**Problem details:** Among the entries below, please repeat exactly and only the lines from the line containing "In the picture above, where can the small" to the line containing "In the picture above, where can the pillow", both lines included.

**Data records:**
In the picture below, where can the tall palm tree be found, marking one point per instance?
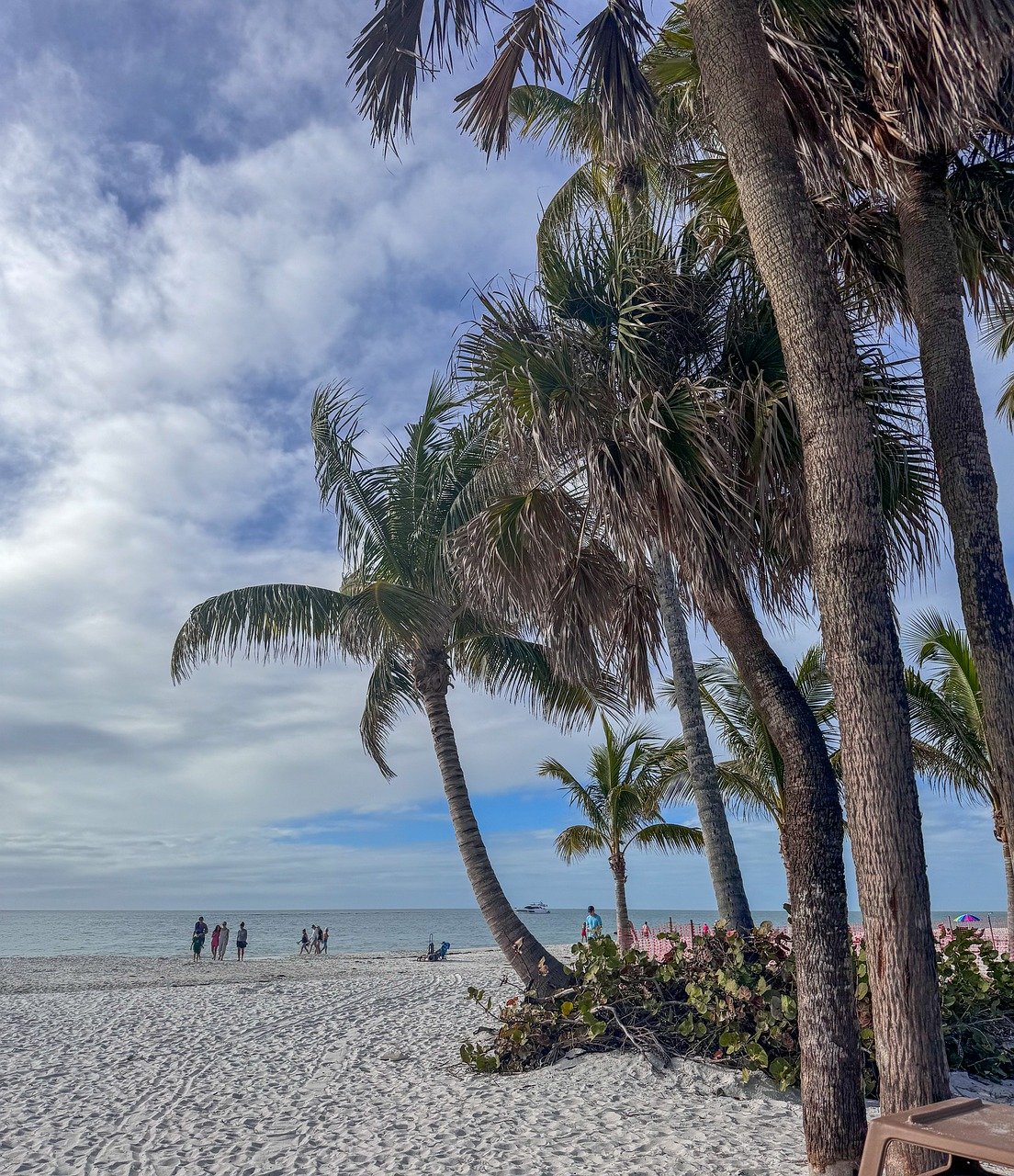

* * *

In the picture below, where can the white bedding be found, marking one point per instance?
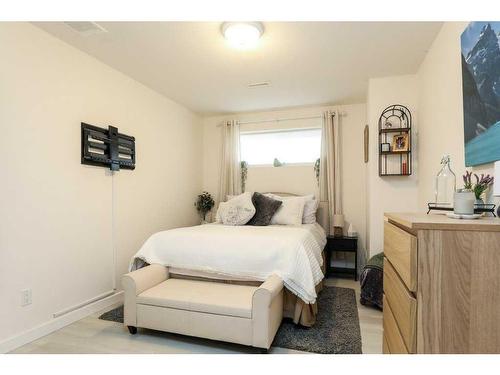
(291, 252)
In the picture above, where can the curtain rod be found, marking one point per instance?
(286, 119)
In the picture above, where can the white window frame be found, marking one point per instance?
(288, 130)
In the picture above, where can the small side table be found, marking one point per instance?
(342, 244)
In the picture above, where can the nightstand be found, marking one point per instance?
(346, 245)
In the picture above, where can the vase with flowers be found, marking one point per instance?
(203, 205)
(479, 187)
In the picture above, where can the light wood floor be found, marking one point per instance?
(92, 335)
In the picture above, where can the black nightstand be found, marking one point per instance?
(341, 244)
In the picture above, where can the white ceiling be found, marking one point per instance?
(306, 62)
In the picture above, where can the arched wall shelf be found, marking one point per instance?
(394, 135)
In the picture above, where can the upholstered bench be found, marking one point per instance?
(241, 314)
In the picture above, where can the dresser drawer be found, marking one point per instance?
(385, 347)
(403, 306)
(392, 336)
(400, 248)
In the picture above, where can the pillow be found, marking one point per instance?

**Solution below:**
In the picture above, where can the small side table be found, marking one point per instance?
(342, 244)
In the picture above, where can the nightstand be found, marking one point per instance?
(346, 245)
In the picture above, where can the vase with flowers be found, marking one point per instance?
(203, 205)
(479, 187)
In the picture above, where can the light wood floor be found, marking one point per instance?
(92, 335)
In the picture above, where can the black nightstand be found, marking one point per instance?
(341, 244)
In the picture above, where can the white ceiling be found, marking one point per instance?
(306, 62)
In the picture above, where can the arched wall shelf be found, marking one point per instance?
(394, 135)
In the picture above, where can the upholstered bench be found, marking one point per instance?
(241, 314)
In the picture above, where can the dresser drawer be found, marking one point per instance?
(385, 347)
(403, 306)
(392, 336)
(400, 248)
In the picture above, where can the pillow be found, marking one point per instance?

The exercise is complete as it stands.